┌──

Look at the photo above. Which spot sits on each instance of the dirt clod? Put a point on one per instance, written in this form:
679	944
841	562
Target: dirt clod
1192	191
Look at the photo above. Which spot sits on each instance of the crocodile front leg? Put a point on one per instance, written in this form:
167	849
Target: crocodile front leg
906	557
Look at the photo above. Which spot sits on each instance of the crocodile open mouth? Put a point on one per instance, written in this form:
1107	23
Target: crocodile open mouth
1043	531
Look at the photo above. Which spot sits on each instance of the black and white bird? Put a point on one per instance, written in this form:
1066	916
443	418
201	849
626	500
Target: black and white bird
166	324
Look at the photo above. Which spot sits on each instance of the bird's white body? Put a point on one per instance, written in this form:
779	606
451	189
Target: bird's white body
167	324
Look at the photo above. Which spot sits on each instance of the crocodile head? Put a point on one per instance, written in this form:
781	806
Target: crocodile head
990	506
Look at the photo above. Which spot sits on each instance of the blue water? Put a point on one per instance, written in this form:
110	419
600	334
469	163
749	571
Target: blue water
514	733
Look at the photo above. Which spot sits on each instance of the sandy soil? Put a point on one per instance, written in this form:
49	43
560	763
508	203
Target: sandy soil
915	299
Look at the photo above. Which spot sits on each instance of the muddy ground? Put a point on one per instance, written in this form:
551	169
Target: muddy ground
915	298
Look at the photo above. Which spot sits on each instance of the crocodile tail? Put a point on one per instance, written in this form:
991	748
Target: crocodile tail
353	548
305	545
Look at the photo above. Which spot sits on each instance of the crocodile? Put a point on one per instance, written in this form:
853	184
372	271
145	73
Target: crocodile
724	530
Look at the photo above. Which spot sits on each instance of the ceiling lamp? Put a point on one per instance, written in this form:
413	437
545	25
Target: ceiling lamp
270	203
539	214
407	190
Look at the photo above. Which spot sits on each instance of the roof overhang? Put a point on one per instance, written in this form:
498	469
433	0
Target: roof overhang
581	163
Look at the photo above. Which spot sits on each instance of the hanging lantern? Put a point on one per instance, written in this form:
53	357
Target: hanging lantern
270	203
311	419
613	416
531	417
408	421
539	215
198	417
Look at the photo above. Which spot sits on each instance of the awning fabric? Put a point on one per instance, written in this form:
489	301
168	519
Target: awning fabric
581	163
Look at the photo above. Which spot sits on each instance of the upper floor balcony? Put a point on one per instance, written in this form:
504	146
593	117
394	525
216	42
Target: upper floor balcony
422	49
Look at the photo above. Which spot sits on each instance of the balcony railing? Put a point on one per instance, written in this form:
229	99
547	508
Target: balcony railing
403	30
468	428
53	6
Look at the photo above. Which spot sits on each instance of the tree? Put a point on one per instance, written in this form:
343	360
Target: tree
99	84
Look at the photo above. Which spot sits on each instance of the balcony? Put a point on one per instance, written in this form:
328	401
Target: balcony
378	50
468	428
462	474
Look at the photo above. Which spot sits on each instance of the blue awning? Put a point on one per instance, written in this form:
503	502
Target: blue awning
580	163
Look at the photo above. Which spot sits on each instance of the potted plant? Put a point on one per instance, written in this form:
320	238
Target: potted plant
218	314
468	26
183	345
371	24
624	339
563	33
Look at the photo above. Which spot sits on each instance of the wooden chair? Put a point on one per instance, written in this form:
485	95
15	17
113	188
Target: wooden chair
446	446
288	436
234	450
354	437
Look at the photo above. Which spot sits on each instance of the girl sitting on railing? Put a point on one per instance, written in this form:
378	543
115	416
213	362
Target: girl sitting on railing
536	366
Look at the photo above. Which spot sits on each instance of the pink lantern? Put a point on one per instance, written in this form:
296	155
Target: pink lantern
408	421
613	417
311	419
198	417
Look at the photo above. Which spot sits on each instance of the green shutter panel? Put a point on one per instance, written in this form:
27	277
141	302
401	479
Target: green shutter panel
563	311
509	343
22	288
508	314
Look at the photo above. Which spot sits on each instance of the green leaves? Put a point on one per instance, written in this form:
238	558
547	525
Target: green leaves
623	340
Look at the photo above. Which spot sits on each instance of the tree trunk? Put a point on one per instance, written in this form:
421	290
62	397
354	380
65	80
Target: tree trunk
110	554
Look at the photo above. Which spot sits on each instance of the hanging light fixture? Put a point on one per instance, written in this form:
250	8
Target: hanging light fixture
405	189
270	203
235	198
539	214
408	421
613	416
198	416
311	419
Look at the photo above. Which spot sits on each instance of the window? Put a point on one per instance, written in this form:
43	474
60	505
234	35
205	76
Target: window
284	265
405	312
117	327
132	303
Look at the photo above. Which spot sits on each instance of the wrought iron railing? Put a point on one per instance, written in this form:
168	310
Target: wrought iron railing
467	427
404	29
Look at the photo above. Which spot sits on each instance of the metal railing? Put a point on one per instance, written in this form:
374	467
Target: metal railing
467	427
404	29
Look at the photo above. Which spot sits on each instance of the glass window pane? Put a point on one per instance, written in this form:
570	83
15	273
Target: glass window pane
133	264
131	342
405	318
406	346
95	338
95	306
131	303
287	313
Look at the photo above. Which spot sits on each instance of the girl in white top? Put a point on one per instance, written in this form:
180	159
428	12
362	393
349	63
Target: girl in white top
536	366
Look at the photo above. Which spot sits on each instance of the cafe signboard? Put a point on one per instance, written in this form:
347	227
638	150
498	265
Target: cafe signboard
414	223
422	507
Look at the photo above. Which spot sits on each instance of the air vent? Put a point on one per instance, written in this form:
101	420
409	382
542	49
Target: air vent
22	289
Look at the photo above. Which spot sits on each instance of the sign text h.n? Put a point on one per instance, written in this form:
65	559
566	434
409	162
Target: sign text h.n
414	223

└──

• **THE EXERCISE**: Reproduce all of the data above word for word, line by line.

• **SOLUTION BELOW**:
Look at the photo above. Which spot sits on each instance of the dirt clod? Put a point on one per instance, written in this form:
679	944
841	562
Target: dirt clod
1192	191
Look at the photo above. Which spot sits on each instance of the crocodile front leg? Put a point on one per instance, written in this form:
167	849
Target: crocodile front leg
906	557
Look at the photo above. Which spot sits on each instance of the crocodile open mouth? Put a point on one per instance, written in this form:
1107	23
Target: crocodile open mouth
1043	531
Look at the photo above. Which spot sits on each instance of the black and white bird? Put a point on one per instance, written in this form:
1066	916
443	418
201	849
626	500
Target: black and white bird
166	324
Look at the photo above. Which spot sits on each instance of the bird's white body? Put a point on one per instance, written in this form:
779	606
451	189
Target: bird's white body
167	324
Look at the photo above. Which spot sits on each instance of the crocodile head? Put a point on one per instance, written in this form:
781	806
Target: crocodile head
990	506
Look at the photo above. Which spot sits on each instance of the blue water? Put a point on one per instance, written in this form:
110	419
600	334
469	163
749	571
Target: blue water
514	733
Look at the photo above. Which spot sits on each instance of the sandy soil? Put a point on one per instance, written in this form:
49	43
560	763
508	203
Target: sandy soil
915	299
Look at the photo above. Which spot sits on each instance of the muddy ground? Put a point on one per instance, written in this form:
551	169
Target: muddy ground
915	298
Look at the photo above. Which spot sits on each instance of the crocodile tail? Put a point on one per instance, written in this form:
991	748
Target: crocodile tail
353	548
305	545
Look at the photo above. Which spot sits on each instance of the crocodile? Put a point on one per instance, written in this form:
853	184
372	271
145	73
Target: crocodile
724	530
Look at the photo above. Which spot sits on each instance of the ceiling lamp? Put a point on one per instance, written in this form:
413	437
545	25
Target: ceiling lamp
270	203
539	214
407	190
Look at the photo above. Which spot sits on each instance of the roof overhang? Put a point on one per instance, written in this form:
498	469
433	0
Target: roof overhang
581	163
Look at the photo above. Which spot sits on each instance of the hanging lantern? Put a point on one per instance, written in this form:
53	357
Target: hanging lantern
270	203
311	419
613	416
531	417
408	421
539	215
198	417
Look at the photo above. Which spot sits on each instance of the awning fabric? Put a point on one per instance, written in this form:
489	301
168	519
Target: awning fabric
581	163
Look at the photo above. Which spot sits on each instance of the upper floor balcony? Put a point on one per instance, written in this form:
504	146
593	117
394	525
216	42
Target: upper floor balcony
422	49
Look at the photo above. Which spot sits on each instance of the balcony railing? Put a point on one per instance, written in this form:
229	99
547	508
Target: balcony railing
403	30
468	428
53	6
Look at the photo above. Which spot sits on each instance of the tree? Put a point on one per instance, written in this form:
343	360
Target: tree
99	84
Look at the photo above. Which spot sits on each instance of the balcony? Put a point on one per instance, written in this form:
328	401
Target: balcony
378	50
468	428
462	474
Look at the photo above. Which spot sits on each instance of the blue awning? Put a point on one per instance, written in this form:
503	502
Target: blue awning
580	163
Look at the photo above. Which spot sits on each instance of the potted plant? Put a point on one per instance, written in this form:
320	238
Target: potted plant
218	314
468	26
183	345
371	24
624	339
563	33
Look at the photo above. Which spot sits on each instance of the wooden chair? Put a point on one per instance, written in this form:
485	95
15	17
113	188
Target: wooden chair
446	446
288	436
234	450
354	437
Look at the photo above. Which spot sits on each instance of the girl sitting on railing? Put a point on one per instance, written in this form:
378	543
115	416
213	362
Target: girl sitting on railing
536	366
Look at the photo above. Which spot sits on each instance of the pink lantern? Put a point on one per instance, written in this form:
296	155
Target: pink lantern
408	421
613	417
311	419
198	417
Look at the photo above. Which spot sits on each instance of the green shutter panel? Put a point on one per instance, written in this form:
27	277
141	302
401	479
Target: green shutter panel
563	311
509	343
22	288
508	314
Look at the photo above. Which spot sits on each instance of the green leaves? Put a point on one per instance, written in this form:
238	558
547	525
Target: green leaves
623	340
Look at the photo above. Which spot sits on each instance of the tree trunk? Put a point on one per instance, written in this form:
421	290
62	397
354	380
65	80
Target: tree trunk
110	554
Look at the photo above. Which spot sits on each instance of the hanging light fixture? Put a point on one per instance, written in this form:
250	8
Target: hanging light fixture
405	189
270	203
235	198
539	214
408	421
613	416
198	416
311	419
Look at the photo above. Which spot sits on each instance of the window? Put a point on one per instance, written in this form:
43	474
60	505
234	35
205	76
Target: window
284	265
405	312
117	327
132	303
Look at the photo above. Which spot sits on each instance of the wrought iron railing? Put a point on one per instance, written in this form:
168	310
Target: wrought iron railing
467	427
404	29
Look at the photo above. Which spot sits on each instance of the metal railing? Put a point on one per instance, written in this form:
374	467
Target: metal railing
467	427
404	29
Look at the photo above. Which spot sits on each instance of the glass window pane? Put a point on one per instance, written in this form:
570	83
15	273
Target: glass window pane
133	264
131	342
405	318
406	346
95	338
95	306
131	303
287	313
Look at the photo above. Which spot sits on each instance of the girl in white top? Put a point on one per instance, written in this form:
180	159
428	12
362	393
349	63
Target: girl in white top
536	366
Look at the photo above. Which spot sits on each instance of the cafe signboard? Put a point on one per instance, written in this form:
347	227
638	150
498	265
Target: cafe signboard
414	223
422	507
Look at the photo above. Which spot sits on each instance of the air vent? Put a point on one per instance, written in this form:
101	420
409	382
542	49
Target: air vent
22	289
Look at the photo above. Which spot sits on each instance of the sign text h.n? Put a point on one per instance, written in this form:
65	559
566	434
409	162
Target: sign text h.n
414	223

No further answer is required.